We examine properties of a matrix in a inner product space which guarantee it is diagonalizable. We also lay the ground work for singular value decomposition of an arbitrary matrix.
While such a result is remarkable in and of itself since these properties must somehow guarantee that for such matrices each eigenspace has
geometric multiplicity equal to its
algebraic multiplicity, it leads us to discover an important result about the representation of any real or complex
\(m\times n\) matrix
\(A.\) The key is that for any such matrix, both
\(A^*A\) and
\(AA^*\) are
Hermitian matrices. What is even more interesting is that diagonalization of
\(A^*A\) still tells us very important information about the original matrix
\(A.\)
Subsection 5.4.2 A closer look at matrices \(A^*A\) and \(AA^*\text{.}\)
In
Corollary 5.3.2, we have seen both of these products of matrices when the columns of
\(A\) are orthonormal; one product producing an identity matrix, the other the matrix of the orthogonal projection into the column space of
\(A.\) But what can we say in general (when the columns are not orthonormal vectors)?

—————

* [DIRECTIONS]: Write the next part of the linear algebra passage, starting after its final sentence. These records have no connection to the linear algebra passage.

(Outline annotation records)
—————

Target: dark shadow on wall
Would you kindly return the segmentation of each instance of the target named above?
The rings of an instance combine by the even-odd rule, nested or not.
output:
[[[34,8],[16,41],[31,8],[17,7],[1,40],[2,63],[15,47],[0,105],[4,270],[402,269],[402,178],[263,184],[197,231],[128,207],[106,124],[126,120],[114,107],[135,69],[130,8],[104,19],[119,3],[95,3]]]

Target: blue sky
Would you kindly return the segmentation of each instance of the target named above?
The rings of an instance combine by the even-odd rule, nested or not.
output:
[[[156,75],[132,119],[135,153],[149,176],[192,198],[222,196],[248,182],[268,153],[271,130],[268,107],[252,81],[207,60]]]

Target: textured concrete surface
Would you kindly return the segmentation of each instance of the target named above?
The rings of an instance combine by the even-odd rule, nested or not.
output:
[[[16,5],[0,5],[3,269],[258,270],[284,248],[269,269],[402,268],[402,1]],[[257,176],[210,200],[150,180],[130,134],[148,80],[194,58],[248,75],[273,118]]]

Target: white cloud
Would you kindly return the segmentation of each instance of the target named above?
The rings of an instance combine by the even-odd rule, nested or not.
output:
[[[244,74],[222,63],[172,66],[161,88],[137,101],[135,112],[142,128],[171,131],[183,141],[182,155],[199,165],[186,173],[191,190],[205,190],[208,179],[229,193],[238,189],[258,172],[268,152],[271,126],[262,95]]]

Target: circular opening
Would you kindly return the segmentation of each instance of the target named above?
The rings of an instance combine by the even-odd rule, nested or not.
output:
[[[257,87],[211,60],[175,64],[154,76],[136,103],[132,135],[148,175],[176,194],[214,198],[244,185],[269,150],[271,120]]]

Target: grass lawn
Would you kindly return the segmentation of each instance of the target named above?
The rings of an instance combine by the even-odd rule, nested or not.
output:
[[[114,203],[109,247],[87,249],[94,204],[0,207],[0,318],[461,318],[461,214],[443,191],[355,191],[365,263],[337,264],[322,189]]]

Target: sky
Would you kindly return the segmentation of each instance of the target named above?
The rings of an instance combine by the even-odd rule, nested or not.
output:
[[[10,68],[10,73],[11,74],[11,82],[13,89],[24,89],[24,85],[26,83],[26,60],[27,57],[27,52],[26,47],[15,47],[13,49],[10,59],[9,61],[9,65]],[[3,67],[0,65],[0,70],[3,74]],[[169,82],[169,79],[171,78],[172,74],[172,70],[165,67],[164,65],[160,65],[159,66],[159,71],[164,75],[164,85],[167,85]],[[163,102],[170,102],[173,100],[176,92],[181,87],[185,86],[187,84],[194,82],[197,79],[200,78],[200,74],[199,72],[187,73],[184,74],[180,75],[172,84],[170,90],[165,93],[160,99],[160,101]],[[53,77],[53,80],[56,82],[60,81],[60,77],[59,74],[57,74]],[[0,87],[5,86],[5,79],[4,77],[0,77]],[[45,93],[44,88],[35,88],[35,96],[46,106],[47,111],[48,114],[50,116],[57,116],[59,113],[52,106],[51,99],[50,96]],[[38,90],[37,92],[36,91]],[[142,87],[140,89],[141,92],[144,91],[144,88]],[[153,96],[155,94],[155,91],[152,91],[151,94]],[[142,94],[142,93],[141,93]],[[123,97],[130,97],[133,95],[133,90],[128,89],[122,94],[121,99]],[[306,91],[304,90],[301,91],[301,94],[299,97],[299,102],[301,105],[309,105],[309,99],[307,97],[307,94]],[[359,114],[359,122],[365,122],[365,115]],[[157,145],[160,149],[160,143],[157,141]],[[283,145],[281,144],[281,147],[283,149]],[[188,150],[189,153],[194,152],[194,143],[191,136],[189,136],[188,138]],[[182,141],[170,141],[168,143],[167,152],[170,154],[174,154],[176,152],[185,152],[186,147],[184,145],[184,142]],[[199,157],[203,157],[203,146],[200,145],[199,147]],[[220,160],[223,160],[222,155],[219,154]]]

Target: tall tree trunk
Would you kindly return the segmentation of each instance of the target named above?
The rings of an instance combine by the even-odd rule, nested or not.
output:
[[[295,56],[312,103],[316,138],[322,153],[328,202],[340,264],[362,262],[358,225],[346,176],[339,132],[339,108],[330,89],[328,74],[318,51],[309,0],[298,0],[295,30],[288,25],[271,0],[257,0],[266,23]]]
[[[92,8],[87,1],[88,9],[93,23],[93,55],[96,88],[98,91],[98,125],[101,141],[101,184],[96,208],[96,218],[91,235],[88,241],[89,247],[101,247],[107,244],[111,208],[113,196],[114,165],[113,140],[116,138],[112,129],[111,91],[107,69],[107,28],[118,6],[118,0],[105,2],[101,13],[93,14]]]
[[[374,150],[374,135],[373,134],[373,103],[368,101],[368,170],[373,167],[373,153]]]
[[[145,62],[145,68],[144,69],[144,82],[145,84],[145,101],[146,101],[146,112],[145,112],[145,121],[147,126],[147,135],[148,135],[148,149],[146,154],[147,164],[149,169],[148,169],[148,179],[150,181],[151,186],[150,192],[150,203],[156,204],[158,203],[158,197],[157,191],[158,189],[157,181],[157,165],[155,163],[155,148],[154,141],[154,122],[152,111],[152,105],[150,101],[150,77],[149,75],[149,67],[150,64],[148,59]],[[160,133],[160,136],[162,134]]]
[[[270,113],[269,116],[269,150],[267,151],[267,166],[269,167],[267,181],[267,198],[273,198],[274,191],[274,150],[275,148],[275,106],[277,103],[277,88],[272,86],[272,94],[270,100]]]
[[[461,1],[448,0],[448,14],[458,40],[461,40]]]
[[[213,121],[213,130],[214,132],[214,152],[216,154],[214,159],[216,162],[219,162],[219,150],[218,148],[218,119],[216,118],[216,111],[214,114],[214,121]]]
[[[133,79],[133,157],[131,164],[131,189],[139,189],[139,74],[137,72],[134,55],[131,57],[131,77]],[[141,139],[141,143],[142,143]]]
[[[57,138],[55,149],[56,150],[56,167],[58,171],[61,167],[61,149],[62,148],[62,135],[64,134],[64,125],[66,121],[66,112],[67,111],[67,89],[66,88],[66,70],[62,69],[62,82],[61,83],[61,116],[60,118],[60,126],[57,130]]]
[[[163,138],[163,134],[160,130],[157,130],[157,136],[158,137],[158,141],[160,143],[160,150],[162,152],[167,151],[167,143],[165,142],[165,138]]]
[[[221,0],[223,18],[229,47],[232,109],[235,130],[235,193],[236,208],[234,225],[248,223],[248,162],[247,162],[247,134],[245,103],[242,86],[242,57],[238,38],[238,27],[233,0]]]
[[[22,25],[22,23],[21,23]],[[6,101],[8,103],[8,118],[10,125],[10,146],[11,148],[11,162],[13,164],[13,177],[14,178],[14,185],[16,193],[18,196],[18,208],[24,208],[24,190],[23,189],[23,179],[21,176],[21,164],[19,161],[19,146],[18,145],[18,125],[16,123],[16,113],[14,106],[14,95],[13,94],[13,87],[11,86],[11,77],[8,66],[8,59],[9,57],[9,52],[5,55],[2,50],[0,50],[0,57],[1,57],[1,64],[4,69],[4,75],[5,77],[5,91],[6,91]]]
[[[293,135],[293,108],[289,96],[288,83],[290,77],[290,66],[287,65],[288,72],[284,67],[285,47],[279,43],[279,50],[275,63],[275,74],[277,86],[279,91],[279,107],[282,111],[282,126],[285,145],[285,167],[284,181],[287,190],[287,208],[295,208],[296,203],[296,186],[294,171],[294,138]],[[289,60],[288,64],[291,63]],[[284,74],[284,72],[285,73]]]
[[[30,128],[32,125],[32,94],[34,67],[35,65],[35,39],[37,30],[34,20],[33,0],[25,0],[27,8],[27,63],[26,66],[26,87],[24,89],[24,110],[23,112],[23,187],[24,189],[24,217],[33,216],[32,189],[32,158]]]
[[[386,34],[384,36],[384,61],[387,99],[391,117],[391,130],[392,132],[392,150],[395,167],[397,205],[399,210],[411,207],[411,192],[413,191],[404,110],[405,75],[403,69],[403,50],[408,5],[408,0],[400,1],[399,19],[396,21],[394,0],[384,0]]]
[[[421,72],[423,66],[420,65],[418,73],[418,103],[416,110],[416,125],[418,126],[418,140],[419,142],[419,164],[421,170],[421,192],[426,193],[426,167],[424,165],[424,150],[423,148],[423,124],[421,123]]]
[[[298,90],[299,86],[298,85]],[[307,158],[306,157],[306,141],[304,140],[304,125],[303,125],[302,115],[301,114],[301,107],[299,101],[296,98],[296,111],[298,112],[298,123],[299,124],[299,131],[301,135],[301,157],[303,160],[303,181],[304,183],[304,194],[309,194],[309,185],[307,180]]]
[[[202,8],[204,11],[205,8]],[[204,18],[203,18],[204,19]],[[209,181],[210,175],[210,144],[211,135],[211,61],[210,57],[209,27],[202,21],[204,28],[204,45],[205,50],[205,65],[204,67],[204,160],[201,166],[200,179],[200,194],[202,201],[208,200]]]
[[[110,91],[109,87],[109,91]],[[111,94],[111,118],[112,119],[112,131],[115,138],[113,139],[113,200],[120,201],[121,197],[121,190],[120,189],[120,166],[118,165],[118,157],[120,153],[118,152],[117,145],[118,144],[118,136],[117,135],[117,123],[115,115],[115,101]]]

—————

* [FINAL RESULT]:
Proposition 5.4.2.
Let \(A\) be any \(m\times n\) matrix with real or complex entries. Then
\begin{equation*}
\rank A = \rank(A^*A) = \rank(AA^*).
\end{equation*}
Proof.
We first show that
\(\rank A = \rank(A^*A)\text{.}\) Since
\(A\) is
\(m\times n\) and
\(A^*A\) is
\(n\times
n\text{,}\) both matrices represent linear transformations from a domain of dimension
\(n.\) As such, the
rank-nullity theorem says that
\begin{equation*}
n = \rank A + \nullity A = \rank(A^*A)+
\nullity(A^*A).
\end{equation*}
We show that the two nullspaces (kernels) are equal, hence have the same dimension, and the statement about ranks will follow.
Since any linear map takes 0 to 0, it is clear that
\(\ker A \subseteq \ker A^*A.\) Conversely, suppose that
\(x\in \ker A^*A.\) Then
\(A^*Ax=0\text{,}\) hence
\(\la x, A^*Ax\ra =0\text{,}\) so by
Proposition 5.2.16,
\begin{equation*}
0=\la x, A^*Ax\ra = \la Ax,Ax\ra
\end{equation*}
which implies \(Ax=0\) by the positivity of the inner product. Thus \(\ker A^*A \subseteq \ker A\text{,}\) giving us the desired equality.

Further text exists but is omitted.